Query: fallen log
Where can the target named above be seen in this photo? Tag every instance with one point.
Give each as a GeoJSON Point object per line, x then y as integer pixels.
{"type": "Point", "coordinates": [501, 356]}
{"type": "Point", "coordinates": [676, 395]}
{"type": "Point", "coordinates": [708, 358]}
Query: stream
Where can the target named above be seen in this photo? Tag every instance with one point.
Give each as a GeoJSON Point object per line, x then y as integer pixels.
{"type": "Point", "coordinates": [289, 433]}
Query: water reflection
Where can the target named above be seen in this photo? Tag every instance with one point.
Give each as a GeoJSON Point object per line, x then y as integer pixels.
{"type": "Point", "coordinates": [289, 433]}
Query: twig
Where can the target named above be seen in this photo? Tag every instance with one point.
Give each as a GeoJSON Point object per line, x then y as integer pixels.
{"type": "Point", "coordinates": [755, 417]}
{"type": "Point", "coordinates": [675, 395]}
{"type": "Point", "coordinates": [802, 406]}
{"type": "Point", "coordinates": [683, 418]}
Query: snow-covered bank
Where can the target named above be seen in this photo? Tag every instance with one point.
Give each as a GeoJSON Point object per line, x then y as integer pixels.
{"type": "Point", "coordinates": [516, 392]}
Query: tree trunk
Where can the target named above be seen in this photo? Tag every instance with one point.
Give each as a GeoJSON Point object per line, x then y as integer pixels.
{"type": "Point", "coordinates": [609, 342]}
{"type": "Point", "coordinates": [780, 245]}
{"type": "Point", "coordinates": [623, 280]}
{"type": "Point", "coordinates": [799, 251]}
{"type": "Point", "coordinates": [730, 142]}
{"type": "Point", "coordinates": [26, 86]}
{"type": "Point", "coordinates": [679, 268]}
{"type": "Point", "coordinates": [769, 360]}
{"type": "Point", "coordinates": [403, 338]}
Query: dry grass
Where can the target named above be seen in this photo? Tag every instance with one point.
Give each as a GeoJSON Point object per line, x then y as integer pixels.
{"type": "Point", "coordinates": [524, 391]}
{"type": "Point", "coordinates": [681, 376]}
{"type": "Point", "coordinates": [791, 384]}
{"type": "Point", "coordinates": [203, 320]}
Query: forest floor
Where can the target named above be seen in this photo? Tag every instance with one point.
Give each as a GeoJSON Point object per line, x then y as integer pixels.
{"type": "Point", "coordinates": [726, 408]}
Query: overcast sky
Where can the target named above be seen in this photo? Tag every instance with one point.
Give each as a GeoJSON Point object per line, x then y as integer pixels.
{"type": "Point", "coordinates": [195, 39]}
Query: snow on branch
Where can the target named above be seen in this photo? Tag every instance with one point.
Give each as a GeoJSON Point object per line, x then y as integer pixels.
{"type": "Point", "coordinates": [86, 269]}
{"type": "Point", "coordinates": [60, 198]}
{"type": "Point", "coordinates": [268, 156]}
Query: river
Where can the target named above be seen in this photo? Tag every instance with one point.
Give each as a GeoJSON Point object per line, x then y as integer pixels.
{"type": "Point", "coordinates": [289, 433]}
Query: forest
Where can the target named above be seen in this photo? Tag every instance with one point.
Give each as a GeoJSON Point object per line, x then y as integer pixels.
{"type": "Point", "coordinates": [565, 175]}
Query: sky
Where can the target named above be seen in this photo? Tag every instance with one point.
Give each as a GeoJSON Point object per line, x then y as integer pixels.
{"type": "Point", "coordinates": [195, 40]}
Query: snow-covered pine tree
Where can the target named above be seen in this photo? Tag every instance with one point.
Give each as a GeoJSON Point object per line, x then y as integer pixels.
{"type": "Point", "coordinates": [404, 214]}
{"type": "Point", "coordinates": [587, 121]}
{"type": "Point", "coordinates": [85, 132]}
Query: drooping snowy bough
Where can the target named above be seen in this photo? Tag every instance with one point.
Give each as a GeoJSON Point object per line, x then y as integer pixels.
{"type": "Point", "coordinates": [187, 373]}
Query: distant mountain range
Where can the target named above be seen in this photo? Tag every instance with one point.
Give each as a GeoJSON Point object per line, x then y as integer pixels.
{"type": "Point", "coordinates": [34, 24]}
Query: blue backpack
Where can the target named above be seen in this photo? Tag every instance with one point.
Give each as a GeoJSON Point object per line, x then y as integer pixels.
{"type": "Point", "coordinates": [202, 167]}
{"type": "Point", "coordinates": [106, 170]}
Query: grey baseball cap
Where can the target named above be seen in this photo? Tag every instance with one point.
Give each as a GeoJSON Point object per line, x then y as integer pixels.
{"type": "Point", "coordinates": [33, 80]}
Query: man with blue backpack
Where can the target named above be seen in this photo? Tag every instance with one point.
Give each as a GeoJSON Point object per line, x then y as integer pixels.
.....
What is required:
Copy exactly the lines from the top of the entries through the line with "Query: water reflection" in it, please, keeping both ends and adding nothing.

Your response:
Query: fallen log
Where can the target named above be seen in this photo? Tag every instance with one point.
Give each as a GeoJSON Point object per line, x then y as integer pixels.
{"type": "Point", "coordinates": [501, 356]}
{"type": "Point", "coordinates": [676, 395]}
{"type": "Point", "coordinates": [708, 358]}
Query: stream
Where can the target named above be seen in this photo? Tag every instance with one point.
Give each as a GeoJSON Point object per line, x then y as integer pixels.
{"type": "Point", "coordinates": [289, 433]}
Query: water reflection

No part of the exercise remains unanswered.